And when I hear Silke's voice, I feel the tone of her mind. Although she's speaking from her own experience, somehow the tone of her voice reaches us somehow. And Felix, who I love, sitting over on the far end, has a neurological problem with his neck. And we all have necks and yet I can feel your neck and want to put my head like yours. So there's such an immense amount we share despite Right here, even though we have such different life histories.

[33:29]

And we share the overwhelming fact of proximity, nearness. Okay, someone else? Yes, Susanne? Before, some people have mentioned that suddenly they would have trouble with their families and their friends. I had that before and I cleaned up my circle of friends and also my family considerably.

[34:29]

And since I've been living here for half my life, it's actually more like this, that in my circle of friends, well, I don't really tell a lot, but they always ask me, how are you, what have you experienced? And they are happy for me that I found this place here. And since I live here half-time now, it's more the case that I don't speak that much with my friends about this place, but from time to time when they ask, what are you experiencing there, what is it like, and so forth, then the feeling is that they are really happy for me to have found this place. Good. Good. Thanks. We're happy too. It makes a big difference when you're here. Yes, Uli? You spoke this morning about stillness and fearlessness.

[35:44]

And that reminded me a lot when I moved in here ten years ago, you spoke about that too, and you made this gesture of Buddha Dipankara with the raised hand, and that triggered the same feeling in me. And what I keep noticing is the extent to which the bodily stillness, and I call it a kind of gravity, the extent to which that has an effect on the mental stillness. And I can see that very clearly when I'm agitated in any way mentally, how the body also becomes agitated in different regions.

[37:09]

And if I understood correctly, you spoke this morning about three ways to generate stillness. And the first was that we exclude undesired or unwelcome, unwanted distractions. And you also spoke about the screen which is still before and after and even during the movie. And about the path of transformation. And these are different ways that I'm experimenting and I'm trying to distinguish.

[38:40]

My intimation is that the way of Zen is the way of the screen. And the way I explain that to myself is that there are sometimes tremendous upheavals, almost like an explosion. And there are precious moments when neither the body nor the mind reacts and yet can fully perceive such sensations. But what's difficult for me to answer for myself is the question, how can I generate that?

============================================================

Reproduce everything in the discussion transcript from "And since I've" down to "stillness and fearlessness.".

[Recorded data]
============================================================

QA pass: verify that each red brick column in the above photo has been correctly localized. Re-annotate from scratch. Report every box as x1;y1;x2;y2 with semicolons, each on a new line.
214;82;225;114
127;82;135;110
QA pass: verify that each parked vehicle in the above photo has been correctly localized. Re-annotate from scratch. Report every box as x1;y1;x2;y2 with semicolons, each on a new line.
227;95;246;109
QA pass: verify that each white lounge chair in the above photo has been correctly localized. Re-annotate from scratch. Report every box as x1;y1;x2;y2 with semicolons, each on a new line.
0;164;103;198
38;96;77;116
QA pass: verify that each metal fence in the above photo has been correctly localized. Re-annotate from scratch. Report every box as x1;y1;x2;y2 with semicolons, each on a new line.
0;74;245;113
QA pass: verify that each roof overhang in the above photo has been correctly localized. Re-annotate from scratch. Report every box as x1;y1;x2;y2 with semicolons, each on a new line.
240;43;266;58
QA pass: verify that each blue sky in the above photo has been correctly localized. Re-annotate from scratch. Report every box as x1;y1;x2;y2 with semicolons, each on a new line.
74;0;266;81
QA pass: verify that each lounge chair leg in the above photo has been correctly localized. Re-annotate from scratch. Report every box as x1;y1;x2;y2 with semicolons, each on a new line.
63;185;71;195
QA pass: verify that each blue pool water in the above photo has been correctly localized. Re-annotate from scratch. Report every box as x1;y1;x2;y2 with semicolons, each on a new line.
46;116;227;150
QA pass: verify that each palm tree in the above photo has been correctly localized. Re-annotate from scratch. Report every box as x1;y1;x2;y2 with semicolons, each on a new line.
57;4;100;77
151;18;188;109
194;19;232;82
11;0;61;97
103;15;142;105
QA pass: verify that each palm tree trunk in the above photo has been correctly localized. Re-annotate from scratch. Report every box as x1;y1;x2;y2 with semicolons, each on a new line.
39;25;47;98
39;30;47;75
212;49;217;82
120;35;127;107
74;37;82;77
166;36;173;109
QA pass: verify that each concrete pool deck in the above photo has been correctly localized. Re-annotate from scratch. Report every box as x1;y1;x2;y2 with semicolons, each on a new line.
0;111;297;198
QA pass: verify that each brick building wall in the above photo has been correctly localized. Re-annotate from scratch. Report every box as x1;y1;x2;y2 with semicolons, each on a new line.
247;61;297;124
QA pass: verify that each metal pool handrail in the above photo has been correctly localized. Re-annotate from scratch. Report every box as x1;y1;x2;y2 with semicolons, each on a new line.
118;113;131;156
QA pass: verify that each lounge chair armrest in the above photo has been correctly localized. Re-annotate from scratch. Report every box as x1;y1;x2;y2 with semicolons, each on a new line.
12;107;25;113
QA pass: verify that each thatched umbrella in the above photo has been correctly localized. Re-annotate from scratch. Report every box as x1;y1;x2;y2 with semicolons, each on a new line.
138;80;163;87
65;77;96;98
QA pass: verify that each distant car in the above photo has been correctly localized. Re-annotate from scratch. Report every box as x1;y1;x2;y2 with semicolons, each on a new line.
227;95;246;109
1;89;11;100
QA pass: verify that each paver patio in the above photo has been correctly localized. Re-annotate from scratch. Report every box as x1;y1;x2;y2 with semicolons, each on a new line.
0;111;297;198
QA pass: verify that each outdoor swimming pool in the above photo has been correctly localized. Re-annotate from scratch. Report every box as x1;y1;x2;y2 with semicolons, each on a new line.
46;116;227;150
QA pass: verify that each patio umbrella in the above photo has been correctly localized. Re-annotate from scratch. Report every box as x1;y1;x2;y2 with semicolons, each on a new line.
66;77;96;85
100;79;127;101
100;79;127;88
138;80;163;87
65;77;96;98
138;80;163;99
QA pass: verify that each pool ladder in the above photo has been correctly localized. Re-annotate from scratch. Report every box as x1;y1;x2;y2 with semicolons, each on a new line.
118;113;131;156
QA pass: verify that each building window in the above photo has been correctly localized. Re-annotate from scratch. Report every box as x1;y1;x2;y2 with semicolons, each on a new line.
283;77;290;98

============================================================

== Answer to this task ==
And since I've been living here for half my life, it's actually more like this, that in my circle of friends, well, I don't really tell a lot, but they always ask me, how are you, what have you experienced? And they are happy for me that I found this place here. And since I live here half-time now, it's more the case that I don't speak that much with my friends about this place, but from time to time when they ask, what are you experiencing there, what is it like, and so forth, then the feeling is that they are really happy for me to have found this place. Good. Good. Thanks. We're happy too. It makes a big difference when you're here. Yes, Uli? You spoke this morning about stillness and fearlessness.